▶ **Exercise instructions**: Copy out word for word the part of the listing that opens with the line containing "short buzzed hair" and runs through the end of the listing.

▶ **Given data**:
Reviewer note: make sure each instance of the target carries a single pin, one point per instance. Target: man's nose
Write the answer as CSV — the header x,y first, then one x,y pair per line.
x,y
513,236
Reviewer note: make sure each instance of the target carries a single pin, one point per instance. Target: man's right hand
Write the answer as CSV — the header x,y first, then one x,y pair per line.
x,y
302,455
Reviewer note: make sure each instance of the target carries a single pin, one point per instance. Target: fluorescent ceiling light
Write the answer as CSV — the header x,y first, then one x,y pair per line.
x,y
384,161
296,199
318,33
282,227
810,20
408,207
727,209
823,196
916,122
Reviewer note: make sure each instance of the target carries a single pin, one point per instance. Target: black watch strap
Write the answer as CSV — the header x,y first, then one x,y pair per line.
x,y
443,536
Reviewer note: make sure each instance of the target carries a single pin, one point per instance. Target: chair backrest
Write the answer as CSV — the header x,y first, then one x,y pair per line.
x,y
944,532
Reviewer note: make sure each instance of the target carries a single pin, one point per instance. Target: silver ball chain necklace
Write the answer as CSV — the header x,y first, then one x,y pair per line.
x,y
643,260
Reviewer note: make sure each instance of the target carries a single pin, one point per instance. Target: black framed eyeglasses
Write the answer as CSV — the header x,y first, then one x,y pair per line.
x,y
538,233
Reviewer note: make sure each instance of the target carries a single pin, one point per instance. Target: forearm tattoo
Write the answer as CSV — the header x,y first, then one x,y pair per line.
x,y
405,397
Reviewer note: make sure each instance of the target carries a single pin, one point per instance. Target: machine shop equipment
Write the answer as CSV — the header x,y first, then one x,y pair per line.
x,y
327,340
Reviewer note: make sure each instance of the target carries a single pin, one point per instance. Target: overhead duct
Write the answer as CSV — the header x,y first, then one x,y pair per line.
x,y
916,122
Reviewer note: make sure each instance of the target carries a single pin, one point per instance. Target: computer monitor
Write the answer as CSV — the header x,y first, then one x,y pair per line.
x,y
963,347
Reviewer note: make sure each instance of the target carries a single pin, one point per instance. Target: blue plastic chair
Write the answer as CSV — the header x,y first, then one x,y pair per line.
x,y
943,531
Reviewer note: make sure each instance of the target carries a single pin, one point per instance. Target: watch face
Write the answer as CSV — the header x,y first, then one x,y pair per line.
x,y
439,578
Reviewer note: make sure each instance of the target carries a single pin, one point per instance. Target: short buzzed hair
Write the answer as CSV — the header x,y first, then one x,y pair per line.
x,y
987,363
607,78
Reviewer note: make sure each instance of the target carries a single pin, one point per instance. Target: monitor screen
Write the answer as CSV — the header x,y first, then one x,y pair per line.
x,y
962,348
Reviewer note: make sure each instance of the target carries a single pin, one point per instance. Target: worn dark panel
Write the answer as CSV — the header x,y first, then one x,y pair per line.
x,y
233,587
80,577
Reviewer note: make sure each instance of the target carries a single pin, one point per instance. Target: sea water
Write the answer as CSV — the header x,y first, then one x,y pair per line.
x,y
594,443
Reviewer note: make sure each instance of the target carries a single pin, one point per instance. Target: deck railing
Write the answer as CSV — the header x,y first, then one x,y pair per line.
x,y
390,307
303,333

▶ **Complete output**:
Reviewer note: make sure each instance of the target carries a single pin, one point per instance. Target: short buzzed hair
Write the answer as CSV — the header x,y first, then one x,y pair per line.
x,y
987,363
607,78
Reviewer note: make sure each instance of the target carries a single pin, one point per instance. Target: monitor screen
Write the answer as CSV — the header x,y first, then one x,y pair per line.
x,y
962,348
Reviewer note: make sure each instance of the target carries a single pin, one point per instance. Target: worn dark panel
Write the answer as CSV — the header x,y first, then one x,y pair per line.
x,y
233,587
80,577
Reviewer note: make sure each instance of the target carries a single pin, one point per instance. Target: sea water
Write the answer as CSV — the header x,y first, then one x,y pair per line.
x,y
594,443
Reviewer note: make sure each instance of the target carries a single pin, one point per instance. Target: deck railing
Write the answer as CSV — the header x,y first, then one x,y pair per line.
x,y
390,307
303,333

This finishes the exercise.